» **Data to process**:
>> START

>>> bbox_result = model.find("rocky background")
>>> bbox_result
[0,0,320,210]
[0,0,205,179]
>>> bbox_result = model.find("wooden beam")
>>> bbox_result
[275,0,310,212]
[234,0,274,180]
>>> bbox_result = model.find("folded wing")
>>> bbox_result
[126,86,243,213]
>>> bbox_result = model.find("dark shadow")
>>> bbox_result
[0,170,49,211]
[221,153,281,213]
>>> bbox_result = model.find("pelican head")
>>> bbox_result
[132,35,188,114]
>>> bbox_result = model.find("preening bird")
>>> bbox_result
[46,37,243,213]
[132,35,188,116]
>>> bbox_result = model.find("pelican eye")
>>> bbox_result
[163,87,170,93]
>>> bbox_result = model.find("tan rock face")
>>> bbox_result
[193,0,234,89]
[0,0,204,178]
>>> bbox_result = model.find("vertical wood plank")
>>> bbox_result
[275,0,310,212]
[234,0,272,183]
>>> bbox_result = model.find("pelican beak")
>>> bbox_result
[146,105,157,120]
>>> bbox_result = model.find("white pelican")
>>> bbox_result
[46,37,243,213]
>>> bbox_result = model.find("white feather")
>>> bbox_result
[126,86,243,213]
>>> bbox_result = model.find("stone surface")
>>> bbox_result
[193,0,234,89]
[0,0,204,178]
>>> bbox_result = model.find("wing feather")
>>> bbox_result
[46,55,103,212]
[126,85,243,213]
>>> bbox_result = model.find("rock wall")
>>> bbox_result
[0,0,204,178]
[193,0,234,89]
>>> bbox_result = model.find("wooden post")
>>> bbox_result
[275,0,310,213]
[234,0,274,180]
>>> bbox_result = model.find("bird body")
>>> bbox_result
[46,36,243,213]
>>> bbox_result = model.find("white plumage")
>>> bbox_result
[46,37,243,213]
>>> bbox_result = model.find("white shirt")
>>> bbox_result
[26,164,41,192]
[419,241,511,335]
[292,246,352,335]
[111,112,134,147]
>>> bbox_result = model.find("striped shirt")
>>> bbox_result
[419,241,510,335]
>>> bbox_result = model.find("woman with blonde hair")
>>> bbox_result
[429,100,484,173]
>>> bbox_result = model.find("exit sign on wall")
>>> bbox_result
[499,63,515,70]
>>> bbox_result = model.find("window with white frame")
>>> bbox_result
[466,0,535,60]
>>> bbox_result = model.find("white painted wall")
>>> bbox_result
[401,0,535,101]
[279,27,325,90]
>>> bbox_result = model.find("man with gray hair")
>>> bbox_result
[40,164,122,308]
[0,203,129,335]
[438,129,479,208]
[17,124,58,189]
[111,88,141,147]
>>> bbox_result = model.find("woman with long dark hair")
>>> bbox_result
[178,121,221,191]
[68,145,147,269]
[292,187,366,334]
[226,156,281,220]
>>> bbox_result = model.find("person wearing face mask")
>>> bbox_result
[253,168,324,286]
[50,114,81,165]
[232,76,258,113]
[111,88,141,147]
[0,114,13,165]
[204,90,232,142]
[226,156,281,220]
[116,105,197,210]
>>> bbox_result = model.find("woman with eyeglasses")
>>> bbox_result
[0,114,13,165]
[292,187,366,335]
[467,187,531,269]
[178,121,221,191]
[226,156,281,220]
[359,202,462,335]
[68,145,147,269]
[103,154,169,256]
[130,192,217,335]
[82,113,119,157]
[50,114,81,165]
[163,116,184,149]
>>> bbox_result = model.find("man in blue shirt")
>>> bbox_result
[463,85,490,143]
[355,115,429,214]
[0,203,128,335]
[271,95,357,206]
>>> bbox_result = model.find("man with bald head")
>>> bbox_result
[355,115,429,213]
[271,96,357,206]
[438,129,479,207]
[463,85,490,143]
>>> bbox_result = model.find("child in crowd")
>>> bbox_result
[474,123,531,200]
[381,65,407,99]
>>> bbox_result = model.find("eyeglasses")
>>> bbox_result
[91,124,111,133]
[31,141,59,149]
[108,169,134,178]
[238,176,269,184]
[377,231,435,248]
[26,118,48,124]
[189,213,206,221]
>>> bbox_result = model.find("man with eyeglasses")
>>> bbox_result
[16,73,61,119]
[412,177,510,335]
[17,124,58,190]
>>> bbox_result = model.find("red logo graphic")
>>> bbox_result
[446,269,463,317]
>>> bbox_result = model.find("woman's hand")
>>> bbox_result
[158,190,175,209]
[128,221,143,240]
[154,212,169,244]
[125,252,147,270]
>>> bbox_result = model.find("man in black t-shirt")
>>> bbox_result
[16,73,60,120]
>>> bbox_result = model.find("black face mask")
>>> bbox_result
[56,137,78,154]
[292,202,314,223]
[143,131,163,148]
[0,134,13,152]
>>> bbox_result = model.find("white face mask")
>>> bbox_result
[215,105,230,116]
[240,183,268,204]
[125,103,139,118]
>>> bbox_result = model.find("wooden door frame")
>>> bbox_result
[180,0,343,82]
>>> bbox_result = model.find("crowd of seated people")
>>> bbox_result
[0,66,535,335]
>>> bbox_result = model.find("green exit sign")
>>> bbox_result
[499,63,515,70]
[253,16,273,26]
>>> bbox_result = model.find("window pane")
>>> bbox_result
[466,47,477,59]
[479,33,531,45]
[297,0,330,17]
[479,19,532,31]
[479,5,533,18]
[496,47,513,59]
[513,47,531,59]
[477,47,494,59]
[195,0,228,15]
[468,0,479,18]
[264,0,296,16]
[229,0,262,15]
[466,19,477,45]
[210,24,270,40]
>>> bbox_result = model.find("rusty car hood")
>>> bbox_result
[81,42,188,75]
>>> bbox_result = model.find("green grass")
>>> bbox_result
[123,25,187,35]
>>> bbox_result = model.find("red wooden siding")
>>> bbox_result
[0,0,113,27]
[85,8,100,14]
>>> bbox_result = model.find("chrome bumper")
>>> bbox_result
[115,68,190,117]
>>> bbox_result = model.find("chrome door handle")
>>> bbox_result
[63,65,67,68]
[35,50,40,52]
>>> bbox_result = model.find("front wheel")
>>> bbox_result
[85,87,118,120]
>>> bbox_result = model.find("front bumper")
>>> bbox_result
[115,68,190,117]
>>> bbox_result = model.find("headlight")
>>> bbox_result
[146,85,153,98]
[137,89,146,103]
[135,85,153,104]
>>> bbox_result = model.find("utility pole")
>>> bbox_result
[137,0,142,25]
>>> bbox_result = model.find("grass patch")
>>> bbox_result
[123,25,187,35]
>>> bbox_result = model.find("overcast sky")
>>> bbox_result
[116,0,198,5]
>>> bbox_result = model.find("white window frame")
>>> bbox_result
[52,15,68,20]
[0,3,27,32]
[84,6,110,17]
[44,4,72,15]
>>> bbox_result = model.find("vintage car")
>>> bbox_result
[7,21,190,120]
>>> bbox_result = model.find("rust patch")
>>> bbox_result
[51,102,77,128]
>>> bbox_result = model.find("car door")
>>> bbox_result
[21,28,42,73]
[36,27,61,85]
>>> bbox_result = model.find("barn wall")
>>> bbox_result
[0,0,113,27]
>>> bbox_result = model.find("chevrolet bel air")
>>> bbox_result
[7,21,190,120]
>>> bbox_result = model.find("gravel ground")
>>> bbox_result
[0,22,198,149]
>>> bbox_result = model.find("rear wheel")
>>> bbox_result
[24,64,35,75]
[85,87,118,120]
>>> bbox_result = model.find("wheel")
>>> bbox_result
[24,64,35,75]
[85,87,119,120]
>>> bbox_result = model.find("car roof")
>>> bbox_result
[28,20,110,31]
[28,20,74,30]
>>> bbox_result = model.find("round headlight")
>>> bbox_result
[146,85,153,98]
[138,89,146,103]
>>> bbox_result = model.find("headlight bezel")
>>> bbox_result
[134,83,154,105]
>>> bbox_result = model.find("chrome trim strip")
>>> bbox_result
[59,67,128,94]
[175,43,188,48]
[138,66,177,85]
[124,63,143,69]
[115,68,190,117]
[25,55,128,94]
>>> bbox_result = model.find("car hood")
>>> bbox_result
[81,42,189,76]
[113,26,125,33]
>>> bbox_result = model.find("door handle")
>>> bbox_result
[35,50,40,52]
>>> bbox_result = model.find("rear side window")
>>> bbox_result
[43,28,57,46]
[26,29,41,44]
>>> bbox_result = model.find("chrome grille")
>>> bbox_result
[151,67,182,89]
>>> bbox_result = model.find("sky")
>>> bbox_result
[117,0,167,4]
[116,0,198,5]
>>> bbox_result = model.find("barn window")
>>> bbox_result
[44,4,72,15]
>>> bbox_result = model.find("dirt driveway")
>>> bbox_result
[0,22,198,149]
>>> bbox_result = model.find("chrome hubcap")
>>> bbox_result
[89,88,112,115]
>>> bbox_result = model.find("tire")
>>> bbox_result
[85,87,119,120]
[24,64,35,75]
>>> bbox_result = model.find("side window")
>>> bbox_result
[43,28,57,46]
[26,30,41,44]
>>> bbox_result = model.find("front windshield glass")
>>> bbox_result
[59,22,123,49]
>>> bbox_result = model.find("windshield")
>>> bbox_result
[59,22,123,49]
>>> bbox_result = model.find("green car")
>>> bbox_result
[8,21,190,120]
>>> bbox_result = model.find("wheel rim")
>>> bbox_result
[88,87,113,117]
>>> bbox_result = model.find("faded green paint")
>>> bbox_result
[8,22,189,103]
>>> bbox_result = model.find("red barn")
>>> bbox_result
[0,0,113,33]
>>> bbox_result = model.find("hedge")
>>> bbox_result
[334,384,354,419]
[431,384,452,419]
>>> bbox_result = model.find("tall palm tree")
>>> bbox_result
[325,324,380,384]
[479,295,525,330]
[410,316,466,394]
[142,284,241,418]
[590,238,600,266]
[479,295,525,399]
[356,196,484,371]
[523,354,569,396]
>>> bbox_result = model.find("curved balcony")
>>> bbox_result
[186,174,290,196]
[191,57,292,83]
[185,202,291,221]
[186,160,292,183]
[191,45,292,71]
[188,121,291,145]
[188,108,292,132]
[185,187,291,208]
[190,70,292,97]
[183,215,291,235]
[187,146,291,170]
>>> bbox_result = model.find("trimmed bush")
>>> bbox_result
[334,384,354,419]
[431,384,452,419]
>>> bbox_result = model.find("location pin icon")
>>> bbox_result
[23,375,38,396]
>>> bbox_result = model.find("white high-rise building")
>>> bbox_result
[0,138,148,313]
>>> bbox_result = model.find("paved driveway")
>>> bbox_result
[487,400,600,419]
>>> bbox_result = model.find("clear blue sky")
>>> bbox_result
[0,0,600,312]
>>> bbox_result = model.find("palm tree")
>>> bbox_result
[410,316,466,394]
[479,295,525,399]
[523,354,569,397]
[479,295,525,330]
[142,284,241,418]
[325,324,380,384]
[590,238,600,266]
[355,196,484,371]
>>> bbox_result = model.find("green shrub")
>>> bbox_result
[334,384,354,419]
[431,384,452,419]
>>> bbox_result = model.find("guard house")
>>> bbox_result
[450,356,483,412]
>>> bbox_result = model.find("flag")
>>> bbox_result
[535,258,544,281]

>> END

» **The request**:
Give the lines starting at the beginning of the entries and ending at the line containing "[126,85,243,213]", both included, as a Markdown table with the columns Row and Content. Number each row and leave out any blank lines.

» **Expected answer**:
| Row | Content |
|---|---|
| 1 | >>> bbox_result = model.find("rocky background") |
| 2 | >>> bbox_result |
| 3 | [0,0,320,210] |
| 4 | [0,0,205,179] |
| 5 | >>> bbox_result = model.find("wooden beam") |
| 6 | >>> bbox_result |
| 7 | [275,0,310,212] |
| 8 | [234,0,274,180] |
| 9 | >>> bbox_result = model.find("folded wing") |
| 10 | >>> bbox_result |
| 11 | [126,86,243,213] |
| 12 | >>> bbox_result = model.find("dark shadow") |
| 13 | >>> bbox_result |
| 14 | [0,170,49,211] |
| 15 | [221,153,281,213] |
| 16 | >>> bbox_result = model.find("pelican head") |
| 17 | >>> bbox_result |
| 18 | [132,35,188,114] |
| 19 | >>> bbox_result = model.find("preening bird") |
| 20 | >>> bbox_result |
| 21 | [46,37,243,213] |
| 22 | [132,35,188,116] |
| 23 | >>> bbox_result = model.find("pelican eye") |
| 24 | >>> bbox_result |
| 25 | [163,87,170,93] |
| 26 | >>> bbox_result = model.find("tan rock face") |
| 27 | >>> bbox_result |
| 28 | [193,0,234,89] |
| 29 | [0,0,204,178] |
| 30 | >>> bbox_result = model.find("vertical wood plank") |
| 31 | >>> bbox_result |
| 32 | [275,0,310,212] |
| 33 | [234,0,272,183] |
| 34 | >>> bbox_result = model.find("pelican beak") |
| 35 | >>> bbox_result |
| 36 | [146,105,157,120] |
| 37 | >>> bbox_result = model.find("white pelican") |
| 38 | >>> bbox_result |
| 39 | [46,37,243,213] |
| 40 | >>> bbox_result = model.find("white feather") |
| 41 | >>> bbox_result |
| 42 | [126,86,243,213] |
| 43 | >>> bbox_result = model.find("stone surface") |
| 44 | >>> bbox_result |
| 45 | [193,0,234,89] |
| 46 | [0,0,204,178] |
| 47 | >>> bbox_result = model.find("wing feather") |
| 48 | >>> bbox_result |
| 49 | [46,55,103,212] |
| 50 | [126,85,243,213] |